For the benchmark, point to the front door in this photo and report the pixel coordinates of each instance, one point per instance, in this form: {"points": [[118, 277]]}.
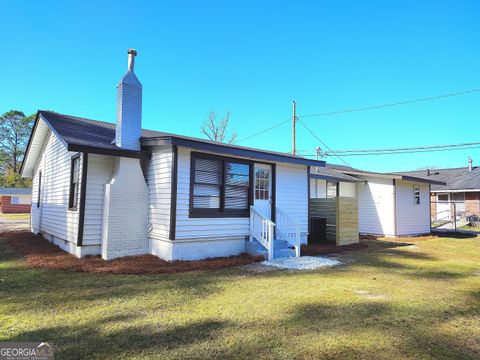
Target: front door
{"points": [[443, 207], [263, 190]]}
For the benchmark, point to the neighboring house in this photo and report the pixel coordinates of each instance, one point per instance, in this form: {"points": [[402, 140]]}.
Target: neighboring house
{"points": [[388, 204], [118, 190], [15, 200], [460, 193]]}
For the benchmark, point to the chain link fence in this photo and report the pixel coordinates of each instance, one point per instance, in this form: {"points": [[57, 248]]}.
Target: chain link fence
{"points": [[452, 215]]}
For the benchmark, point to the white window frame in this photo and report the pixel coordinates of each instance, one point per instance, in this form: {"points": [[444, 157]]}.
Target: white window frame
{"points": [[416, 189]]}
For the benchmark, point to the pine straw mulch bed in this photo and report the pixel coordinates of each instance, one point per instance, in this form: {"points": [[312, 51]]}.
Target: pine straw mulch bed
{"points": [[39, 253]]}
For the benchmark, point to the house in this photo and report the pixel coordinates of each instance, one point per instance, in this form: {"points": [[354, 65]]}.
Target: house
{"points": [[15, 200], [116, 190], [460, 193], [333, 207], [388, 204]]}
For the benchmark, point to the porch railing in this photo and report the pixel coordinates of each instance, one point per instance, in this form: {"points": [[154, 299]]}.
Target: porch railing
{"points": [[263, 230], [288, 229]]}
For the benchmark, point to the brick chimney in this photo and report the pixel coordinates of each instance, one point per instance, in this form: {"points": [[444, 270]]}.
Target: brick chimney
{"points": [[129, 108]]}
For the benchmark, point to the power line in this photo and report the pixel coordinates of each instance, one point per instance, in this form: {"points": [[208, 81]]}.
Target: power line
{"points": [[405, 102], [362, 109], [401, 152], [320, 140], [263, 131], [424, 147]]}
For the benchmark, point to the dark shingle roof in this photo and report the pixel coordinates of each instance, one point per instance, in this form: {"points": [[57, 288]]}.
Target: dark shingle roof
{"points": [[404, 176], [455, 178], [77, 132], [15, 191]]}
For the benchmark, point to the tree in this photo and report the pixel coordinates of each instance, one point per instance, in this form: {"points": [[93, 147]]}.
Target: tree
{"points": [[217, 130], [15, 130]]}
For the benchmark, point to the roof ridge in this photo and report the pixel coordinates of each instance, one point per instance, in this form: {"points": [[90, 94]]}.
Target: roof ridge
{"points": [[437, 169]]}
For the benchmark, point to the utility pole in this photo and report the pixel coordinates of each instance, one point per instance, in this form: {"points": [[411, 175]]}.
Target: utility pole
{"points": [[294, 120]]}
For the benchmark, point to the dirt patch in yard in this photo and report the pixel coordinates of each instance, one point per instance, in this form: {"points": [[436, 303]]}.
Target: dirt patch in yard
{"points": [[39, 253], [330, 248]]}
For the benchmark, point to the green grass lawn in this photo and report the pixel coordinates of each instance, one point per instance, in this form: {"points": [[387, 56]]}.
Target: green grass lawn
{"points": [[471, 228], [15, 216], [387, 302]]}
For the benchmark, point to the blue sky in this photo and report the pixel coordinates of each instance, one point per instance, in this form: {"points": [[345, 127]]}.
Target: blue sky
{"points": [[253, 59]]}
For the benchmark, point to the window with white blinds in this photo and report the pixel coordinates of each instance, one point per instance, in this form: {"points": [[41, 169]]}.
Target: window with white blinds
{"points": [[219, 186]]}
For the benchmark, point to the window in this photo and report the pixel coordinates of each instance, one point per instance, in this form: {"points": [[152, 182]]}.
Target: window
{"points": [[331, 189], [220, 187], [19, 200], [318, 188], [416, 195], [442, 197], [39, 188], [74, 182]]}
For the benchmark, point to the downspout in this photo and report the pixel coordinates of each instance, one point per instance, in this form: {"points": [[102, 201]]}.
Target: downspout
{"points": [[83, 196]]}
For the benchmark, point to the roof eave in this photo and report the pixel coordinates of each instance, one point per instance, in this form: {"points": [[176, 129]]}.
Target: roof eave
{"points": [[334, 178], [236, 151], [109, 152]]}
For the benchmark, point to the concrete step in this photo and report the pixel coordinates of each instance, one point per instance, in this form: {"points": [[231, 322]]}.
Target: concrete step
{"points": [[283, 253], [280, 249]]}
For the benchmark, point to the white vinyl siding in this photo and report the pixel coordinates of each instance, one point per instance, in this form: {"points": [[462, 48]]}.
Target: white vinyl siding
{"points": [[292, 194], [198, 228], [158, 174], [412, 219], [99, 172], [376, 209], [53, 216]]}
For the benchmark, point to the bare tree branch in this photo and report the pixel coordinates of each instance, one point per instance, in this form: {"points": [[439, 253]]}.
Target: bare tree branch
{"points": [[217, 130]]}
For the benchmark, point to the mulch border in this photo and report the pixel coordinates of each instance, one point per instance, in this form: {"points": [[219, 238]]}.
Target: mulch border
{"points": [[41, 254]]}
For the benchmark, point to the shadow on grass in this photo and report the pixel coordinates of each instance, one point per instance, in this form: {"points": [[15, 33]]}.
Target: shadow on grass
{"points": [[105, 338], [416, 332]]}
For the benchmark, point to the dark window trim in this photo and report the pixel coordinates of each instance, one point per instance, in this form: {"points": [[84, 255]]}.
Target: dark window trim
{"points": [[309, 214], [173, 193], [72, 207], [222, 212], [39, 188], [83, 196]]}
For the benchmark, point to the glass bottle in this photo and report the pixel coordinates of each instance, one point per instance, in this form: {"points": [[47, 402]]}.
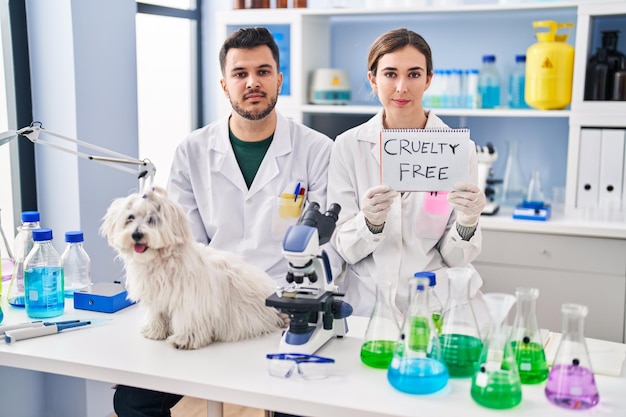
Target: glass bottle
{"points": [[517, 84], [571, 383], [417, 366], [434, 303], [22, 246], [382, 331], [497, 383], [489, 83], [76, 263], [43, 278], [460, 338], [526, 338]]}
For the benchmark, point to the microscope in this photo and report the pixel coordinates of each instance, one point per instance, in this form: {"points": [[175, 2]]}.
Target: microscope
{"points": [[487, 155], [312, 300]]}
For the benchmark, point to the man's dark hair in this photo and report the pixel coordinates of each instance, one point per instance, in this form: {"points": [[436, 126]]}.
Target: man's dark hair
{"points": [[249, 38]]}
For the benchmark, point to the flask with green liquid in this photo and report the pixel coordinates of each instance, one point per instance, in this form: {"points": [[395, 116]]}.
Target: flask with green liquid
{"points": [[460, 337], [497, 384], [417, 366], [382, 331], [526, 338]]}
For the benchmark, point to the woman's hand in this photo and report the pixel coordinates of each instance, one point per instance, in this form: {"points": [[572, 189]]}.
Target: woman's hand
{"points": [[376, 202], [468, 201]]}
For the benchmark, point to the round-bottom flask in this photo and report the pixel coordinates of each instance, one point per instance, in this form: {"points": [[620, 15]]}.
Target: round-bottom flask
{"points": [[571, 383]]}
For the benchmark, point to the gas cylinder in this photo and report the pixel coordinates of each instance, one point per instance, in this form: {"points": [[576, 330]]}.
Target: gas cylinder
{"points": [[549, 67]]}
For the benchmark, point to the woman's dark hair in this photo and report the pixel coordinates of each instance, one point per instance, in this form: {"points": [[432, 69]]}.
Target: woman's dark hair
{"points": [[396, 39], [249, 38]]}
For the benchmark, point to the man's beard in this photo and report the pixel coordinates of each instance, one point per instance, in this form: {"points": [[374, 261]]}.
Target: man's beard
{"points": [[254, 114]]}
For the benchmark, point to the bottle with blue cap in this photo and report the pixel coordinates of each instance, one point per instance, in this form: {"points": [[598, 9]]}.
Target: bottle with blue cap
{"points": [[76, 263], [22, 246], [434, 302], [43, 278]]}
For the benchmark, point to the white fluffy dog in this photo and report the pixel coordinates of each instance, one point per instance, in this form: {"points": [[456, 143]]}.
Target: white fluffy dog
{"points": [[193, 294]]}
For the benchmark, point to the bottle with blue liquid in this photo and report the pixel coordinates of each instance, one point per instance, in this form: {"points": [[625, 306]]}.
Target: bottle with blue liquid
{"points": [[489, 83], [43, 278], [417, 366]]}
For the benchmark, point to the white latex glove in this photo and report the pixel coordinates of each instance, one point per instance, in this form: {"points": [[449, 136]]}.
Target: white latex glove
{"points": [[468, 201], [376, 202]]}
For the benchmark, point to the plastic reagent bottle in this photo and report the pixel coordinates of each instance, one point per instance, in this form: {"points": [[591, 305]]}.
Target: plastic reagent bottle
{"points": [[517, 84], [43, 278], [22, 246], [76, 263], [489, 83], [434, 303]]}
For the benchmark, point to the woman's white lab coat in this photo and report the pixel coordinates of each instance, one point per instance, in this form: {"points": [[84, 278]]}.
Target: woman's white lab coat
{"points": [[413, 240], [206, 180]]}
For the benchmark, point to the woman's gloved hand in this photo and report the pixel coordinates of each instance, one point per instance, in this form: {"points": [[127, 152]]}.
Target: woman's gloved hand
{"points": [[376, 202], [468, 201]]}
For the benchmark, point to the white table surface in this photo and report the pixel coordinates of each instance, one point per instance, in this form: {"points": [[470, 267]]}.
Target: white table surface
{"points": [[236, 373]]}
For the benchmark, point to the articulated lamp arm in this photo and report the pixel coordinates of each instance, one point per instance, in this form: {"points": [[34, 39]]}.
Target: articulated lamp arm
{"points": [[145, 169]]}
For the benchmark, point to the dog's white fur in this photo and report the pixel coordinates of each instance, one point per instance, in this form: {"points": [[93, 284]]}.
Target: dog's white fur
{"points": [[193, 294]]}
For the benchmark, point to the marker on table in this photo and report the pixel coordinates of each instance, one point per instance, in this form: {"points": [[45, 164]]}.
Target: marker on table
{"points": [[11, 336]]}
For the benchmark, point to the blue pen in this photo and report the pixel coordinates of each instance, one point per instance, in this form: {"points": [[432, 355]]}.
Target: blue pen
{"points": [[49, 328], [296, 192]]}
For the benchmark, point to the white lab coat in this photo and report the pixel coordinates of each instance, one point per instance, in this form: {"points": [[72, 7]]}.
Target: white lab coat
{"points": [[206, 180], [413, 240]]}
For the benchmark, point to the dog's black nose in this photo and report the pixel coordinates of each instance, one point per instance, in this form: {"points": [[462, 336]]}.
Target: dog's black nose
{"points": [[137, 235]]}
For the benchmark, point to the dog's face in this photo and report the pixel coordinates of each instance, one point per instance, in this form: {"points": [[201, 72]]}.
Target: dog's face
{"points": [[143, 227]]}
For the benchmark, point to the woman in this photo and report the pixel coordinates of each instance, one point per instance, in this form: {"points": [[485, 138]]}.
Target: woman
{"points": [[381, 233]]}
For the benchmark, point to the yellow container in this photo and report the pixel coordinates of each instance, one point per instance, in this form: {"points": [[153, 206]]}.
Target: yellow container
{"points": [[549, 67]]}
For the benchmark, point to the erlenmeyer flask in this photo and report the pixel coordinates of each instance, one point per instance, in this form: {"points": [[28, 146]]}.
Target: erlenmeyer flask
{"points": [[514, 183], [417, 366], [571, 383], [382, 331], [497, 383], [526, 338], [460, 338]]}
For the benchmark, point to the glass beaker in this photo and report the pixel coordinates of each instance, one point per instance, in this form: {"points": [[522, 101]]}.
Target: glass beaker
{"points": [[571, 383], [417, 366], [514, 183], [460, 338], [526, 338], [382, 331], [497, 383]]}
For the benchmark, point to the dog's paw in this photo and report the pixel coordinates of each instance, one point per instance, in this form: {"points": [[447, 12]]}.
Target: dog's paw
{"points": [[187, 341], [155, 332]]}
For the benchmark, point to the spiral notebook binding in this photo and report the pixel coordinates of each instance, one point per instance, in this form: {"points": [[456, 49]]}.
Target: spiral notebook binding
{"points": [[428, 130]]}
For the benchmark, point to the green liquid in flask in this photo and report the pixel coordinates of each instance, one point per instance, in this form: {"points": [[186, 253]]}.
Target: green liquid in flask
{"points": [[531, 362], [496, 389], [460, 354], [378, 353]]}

====================

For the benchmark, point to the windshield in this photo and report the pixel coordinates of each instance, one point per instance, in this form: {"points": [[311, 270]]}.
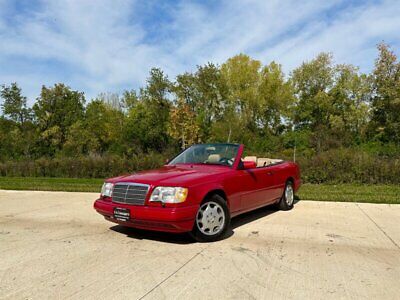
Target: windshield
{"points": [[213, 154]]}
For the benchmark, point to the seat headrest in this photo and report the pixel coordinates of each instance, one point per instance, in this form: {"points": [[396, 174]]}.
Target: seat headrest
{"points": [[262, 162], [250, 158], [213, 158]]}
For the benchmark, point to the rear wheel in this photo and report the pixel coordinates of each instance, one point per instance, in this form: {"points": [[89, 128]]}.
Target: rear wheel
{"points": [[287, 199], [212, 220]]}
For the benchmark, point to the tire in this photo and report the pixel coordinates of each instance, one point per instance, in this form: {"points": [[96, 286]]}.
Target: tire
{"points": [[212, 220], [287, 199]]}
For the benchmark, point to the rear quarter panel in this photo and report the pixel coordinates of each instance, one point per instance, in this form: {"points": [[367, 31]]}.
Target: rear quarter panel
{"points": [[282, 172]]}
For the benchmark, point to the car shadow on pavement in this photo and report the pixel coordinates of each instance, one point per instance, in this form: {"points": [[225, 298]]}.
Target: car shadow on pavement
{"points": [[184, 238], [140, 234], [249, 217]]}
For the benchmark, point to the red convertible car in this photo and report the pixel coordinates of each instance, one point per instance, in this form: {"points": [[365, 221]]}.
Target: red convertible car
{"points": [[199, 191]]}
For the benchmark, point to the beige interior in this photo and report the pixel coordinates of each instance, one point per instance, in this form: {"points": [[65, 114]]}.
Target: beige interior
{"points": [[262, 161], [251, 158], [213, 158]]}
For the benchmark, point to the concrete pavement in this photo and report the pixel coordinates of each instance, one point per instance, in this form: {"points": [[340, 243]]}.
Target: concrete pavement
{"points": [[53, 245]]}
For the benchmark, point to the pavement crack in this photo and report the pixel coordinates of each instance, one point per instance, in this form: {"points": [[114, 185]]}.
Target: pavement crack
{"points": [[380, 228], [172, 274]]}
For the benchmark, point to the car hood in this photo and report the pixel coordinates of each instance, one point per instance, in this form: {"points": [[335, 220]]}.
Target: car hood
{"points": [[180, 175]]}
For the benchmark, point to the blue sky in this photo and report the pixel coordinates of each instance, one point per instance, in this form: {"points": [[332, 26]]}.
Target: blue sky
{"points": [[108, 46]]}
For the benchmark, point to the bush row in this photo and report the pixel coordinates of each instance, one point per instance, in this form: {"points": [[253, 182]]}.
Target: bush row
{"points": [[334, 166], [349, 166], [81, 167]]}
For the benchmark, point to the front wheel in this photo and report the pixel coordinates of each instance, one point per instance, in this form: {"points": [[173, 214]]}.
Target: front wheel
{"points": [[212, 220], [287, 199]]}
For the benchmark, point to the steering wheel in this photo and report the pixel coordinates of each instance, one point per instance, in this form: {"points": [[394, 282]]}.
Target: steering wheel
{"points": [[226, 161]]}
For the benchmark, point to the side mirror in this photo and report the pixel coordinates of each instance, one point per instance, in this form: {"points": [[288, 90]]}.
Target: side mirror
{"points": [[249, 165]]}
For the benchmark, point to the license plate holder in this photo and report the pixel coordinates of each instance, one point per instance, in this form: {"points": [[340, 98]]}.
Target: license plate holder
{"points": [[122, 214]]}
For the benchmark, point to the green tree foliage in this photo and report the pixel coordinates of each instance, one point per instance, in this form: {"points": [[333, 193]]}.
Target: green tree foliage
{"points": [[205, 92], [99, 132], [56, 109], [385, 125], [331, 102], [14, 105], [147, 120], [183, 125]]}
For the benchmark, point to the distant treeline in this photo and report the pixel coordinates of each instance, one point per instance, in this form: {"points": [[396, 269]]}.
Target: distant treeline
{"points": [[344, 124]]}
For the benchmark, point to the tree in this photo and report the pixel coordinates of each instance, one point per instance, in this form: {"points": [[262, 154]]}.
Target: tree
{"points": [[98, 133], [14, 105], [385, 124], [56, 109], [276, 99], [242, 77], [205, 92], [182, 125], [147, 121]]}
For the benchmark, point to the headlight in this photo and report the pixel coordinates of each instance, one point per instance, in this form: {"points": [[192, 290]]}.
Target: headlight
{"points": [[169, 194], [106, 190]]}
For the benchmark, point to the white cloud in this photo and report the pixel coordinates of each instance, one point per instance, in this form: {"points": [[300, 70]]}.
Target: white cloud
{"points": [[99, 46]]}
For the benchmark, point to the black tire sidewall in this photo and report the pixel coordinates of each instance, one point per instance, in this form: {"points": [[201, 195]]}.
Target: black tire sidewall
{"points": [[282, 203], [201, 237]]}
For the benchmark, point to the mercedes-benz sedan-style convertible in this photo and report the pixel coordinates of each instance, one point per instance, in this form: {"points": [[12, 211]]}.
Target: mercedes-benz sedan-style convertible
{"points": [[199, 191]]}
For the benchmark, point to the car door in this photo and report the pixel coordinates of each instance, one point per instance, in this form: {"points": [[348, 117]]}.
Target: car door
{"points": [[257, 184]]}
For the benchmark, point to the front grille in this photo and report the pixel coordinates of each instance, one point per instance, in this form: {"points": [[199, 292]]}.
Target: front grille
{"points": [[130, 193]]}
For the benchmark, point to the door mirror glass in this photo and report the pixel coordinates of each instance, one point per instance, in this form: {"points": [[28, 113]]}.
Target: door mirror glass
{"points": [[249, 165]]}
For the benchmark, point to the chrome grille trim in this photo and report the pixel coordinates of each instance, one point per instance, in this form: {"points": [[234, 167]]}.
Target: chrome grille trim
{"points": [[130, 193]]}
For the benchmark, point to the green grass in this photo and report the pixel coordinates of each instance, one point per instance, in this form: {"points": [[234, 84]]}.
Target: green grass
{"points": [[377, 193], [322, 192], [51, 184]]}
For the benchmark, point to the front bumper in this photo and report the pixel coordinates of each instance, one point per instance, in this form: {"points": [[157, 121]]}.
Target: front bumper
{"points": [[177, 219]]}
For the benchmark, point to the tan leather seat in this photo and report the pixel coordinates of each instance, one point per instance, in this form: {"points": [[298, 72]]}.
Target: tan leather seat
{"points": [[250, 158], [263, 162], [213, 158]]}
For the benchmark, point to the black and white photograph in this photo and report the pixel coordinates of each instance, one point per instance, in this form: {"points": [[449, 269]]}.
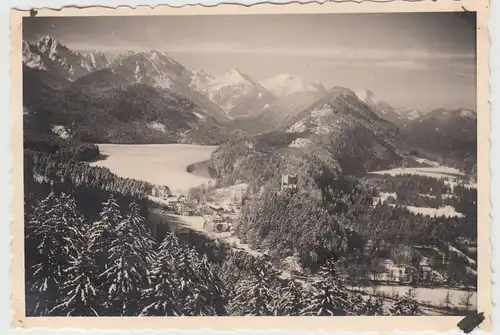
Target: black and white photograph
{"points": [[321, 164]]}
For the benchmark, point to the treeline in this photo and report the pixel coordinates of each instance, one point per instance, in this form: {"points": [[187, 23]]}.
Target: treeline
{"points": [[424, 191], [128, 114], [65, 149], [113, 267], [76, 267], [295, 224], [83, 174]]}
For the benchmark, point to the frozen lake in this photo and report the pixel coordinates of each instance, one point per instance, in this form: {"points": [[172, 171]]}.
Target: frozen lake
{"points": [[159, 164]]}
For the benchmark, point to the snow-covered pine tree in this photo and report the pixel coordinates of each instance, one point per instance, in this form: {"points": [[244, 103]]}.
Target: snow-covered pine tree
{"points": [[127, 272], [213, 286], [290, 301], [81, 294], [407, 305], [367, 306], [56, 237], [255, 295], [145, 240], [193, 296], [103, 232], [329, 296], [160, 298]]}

====================

Task details:
Copy out each line in the records above that contains the word "headlight".

Task solution:
For the benchmark, point to the headlight in this photo and report the pixel coordinates of each instance, one point per instance, in this form: {"points": [[192, 290]]}.
Target: headlight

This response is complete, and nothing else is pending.